# Start of Exercise inputs

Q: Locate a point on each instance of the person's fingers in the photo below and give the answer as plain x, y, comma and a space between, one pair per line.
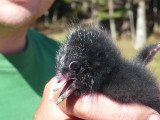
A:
99, 107
48, 110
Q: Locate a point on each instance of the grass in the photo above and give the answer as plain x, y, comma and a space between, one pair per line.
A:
127, 50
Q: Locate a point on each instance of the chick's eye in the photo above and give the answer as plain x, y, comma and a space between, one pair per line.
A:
75, 65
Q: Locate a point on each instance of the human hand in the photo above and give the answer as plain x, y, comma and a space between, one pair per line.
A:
91, 107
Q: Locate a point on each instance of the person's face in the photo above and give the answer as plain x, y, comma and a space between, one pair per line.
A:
19, 13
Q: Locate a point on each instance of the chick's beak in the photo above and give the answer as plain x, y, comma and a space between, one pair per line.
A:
68, 89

# End of Exercise inputs

__Exercise directions__: Above are the records; copy exactly the lines from the one with "Q: Locate a point on each instance of the chick's eye" through the final line.

__Written answer__:
Q: Locate a point on each instance of the chick's eye in the photo above and give the answer as plain x, y, comma and a space between, one pair per line.
A:
75, 65
Q: Locate a point on each instance of the human hand in the photo above and give the answer as plain x, y, comma and a space between, one pair per line.
A:
91, 107
Q: Locate a point on each instance of the person's face in the photo above and give the answer as plain x, y, comma and a space between, one pair per line.
A:
19, 13
Q: Locate a point on each instance of the chick's beak in the photo above and give the answer as plain x, y, comma and a space between, one pair per line.
A:
68, 89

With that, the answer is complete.